**WORK TO DO**
Repeat, word for word, the stretch from the line containing "the church roof." through the end of the material below, leaving out the pictures.

**GIVEN DATA**
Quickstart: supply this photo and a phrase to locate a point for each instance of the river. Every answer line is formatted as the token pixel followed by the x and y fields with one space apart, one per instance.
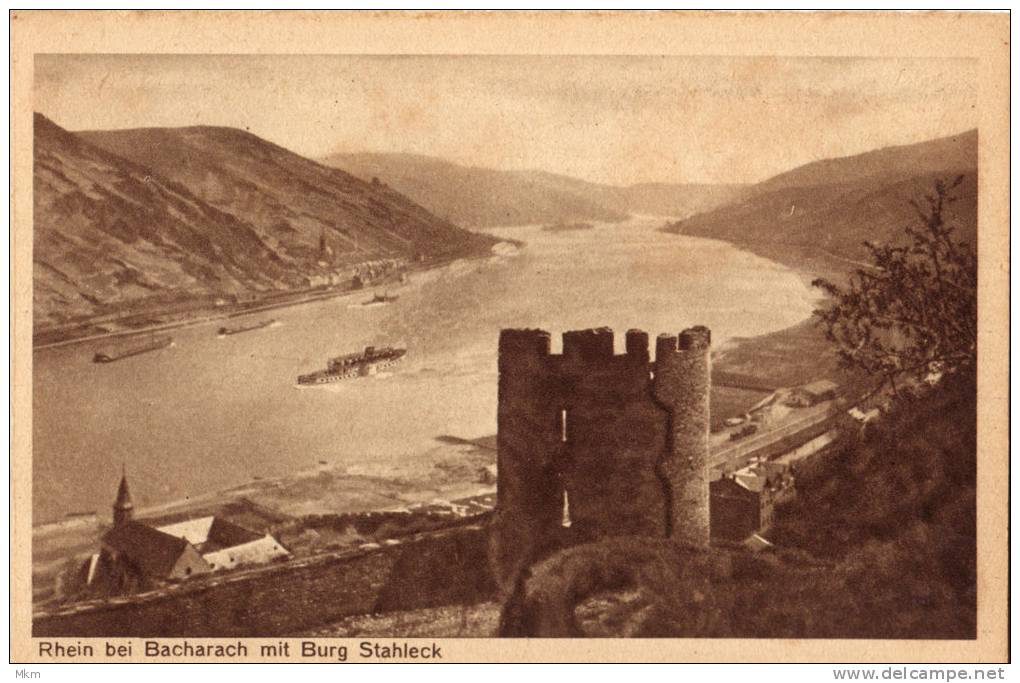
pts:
pixel 209 413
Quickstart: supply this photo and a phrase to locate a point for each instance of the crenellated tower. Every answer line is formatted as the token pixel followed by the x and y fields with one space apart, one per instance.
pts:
pixel 593 443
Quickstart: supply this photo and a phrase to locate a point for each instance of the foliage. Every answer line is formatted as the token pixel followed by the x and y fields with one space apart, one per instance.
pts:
pixel 913 311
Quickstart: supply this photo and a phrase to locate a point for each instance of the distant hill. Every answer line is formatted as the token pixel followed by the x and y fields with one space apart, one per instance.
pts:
pixel 166 214
pixel 483 197
pixel 827 209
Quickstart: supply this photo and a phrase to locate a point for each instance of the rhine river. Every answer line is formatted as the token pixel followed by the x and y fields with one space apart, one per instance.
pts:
pixel 210 413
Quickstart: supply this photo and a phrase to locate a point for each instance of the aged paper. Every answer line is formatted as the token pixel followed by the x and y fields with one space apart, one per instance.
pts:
pixel 459 336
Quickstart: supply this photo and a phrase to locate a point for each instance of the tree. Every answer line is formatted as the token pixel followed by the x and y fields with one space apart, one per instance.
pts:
pixel 914 310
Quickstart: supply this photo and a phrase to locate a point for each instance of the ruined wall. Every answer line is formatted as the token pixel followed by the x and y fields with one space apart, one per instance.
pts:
pixel 626 440
pixel 435 569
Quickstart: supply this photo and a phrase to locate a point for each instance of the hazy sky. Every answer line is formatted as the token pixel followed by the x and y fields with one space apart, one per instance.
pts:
pixel 612 119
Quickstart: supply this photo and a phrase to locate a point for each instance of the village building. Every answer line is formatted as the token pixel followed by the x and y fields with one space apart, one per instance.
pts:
pixel 813 393
pixel 136 556
pixel 743 503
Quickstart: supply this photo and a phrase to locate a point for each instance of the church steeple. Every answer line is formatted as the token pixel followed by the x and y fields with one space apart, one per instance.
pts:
pixel 123 509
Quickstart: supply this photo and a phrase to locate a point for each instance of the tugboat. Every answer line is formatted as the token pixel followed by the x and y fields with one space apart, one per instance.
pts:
pixel 223 331
pixel 380 299
pixel 111 355
pixel 353 366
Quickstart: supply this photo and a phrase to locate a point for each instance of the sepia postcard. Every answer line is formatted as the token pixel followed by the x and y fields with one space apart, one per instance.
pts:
pixel 472 336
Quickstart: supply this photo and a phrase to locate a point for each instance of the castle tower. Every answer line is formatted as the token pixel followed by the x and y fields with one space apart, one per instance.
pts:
pixel 123 509
pixel 622 440
pixel 682 382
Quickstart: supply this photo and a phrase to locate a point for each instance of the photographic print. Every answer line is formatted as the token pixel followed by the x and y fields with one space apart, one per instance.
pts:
pixel 341 348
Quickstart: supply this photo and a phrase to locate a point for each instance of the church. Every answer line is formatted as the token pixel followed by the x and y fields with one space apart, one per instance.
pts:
pixel 136 556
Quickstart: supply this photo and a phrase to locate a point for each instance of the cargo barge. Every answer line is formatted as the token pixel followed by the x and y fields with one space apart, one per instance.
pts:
pixel 380 299
pixel 155 344
pixel 353 366
pixel 224 331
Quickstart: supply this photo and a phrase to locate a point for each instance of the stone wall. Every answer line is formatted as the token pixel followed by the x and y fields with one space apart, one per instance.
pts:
pixel 429 570
pixel 623 441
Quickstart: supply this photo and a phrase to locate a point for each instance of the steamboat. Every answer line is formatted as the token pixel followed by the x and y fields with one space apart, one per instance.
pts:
pixel 353 366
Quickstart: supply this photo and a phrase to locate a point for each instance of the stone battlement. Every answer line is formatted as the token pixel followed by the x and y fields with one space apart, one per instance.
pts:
pixel 595 443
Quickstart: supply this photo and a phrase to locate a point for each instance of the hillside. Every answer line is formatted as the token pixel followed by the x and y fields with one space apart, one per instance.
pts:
pixel 145 219
pixel 482 197
pixel 822 212
pixel 108 231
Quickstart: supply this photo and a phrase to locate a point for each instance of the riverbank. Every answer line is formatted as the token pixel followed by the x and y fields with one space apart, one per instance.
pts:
pixel 202 311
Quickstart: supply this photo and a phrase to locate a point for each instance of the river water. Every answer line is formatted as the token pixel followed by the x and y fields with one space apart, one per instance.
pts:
pixel 209 413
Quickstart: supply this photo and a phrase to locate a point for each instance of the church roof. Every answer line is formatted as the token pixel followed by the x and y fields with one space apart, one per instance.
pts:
pixel 153 552
pixel 210 533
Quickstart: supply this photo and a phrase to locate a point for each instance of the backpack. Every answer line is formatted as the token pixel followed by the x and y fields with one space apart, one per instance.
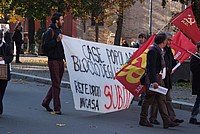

**ANSWER TO THE TASK**
Quickstart: supply this photo and a phrase to locate a point for each instance of the church roof. Every answer line is formatted as the token pixel followed by the x and y fields with one space apart, one per instance.
pts:
pixel 153 552
pixel 210 533
Quickstart: supply this photo and a phrase to locate a point for each instance of the backpack. Every answer line is formatted as the token pixel followed by the x and y fields with one space apart, one per instance.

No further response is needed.